=== Exercise data ===
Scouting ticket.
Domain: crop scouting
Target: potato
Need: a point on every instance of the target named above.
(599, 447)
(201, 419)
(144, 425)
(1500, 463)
===
» Task to complete
Reproduce the data above, switching "potato" to "tomato" and leaving everything else unchanged.

» Exercise result
Scouting ticket.
Domain: crop scouting
Target: tomato
Need: a point on every instance of the target named above.
(599, 447)
(201, 419)
(144, 425)
(1500, 463)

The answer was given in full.